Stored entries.
↓

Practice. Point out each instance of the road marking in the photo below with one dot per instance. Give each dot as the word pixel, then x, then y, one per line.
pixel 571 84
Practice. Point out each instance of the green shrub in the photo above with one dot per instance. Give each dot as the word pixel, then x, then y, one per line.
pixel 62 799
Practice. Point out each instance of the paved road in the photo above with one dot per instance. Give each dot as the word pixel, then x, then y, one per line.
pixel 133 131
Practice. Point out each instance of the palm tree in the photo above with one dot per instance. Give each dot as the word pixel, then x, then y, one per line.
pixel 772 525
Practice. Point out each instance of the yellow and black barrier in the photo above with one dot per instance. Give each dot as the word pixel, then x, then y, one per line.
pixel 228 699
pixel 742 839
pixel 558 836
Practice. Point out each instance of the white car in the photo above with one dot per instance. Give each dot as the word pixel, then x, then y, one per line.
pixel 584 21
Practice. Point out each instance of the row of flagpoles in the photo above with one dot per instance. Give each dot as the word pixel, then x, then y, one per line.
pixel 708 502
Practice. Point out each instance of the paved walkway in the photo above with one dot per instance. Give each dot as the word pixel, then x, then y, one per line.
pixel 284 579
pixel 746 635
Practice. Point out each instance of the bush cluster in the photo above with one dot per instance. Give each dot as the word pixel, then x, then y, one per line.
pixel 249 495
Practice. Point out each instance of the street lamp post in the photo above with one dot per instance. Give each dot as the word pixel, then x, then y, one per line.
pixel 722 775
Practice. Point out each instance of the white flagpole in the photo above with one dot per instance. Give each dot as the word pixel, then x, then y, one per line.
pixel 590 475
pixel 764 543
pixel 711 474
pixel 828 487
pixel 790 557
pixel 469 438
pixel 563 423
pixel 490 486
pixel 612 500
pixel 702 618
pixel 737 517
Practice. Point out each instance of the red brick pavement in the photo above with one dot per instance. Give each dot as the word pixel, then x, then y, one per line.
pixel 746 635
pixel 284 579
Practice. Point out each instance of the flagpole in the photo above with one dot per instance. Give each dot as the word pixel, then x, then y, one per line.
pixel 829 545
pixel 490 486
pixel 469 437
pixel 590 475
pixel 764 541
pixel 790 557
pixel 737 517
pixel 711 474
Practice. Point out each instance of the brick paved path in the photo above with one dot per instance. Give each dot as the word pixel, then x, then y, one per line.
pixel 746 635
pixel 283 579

↑

Arrange the lines of the material above as a JSON list of strings, one string per line and blank lines omitted, from the first line of the material up to and including the line with "pixel 558 836".

[
  "Practice. Point out each instance of the road marking in the photo below with one dot per instance. Give each dot as the word pixel, then x, then y, one per line.",
  "pixel 571 84",
  "Practice. Point out each instance of the green shrub in the photo above with one dot per instance. Give each dot as the word pixel, then x, then y, one per line.",
  "pixel 62 799",
  "Practice. Point out each instance of the paved road in the photo above with one dot per instance. Give each dot as the word pixel, then x, then y, one per line.",
  "pixel 133 131",
  "Practice. Point out each instance of the palm tree in the photo above with one dot per instance. Give each dot as the word pixel, then x, then y, one per line.",
  "pixel 772 525",
  "Practice. Point out each instance of the yellow and black barrier in the photo above with one dot per instance. Give each dot as the word pixel, then x, then y, one per line.",
  "pixel 228 699",
  "pixel 742 839",
  "pixel 558 836"
]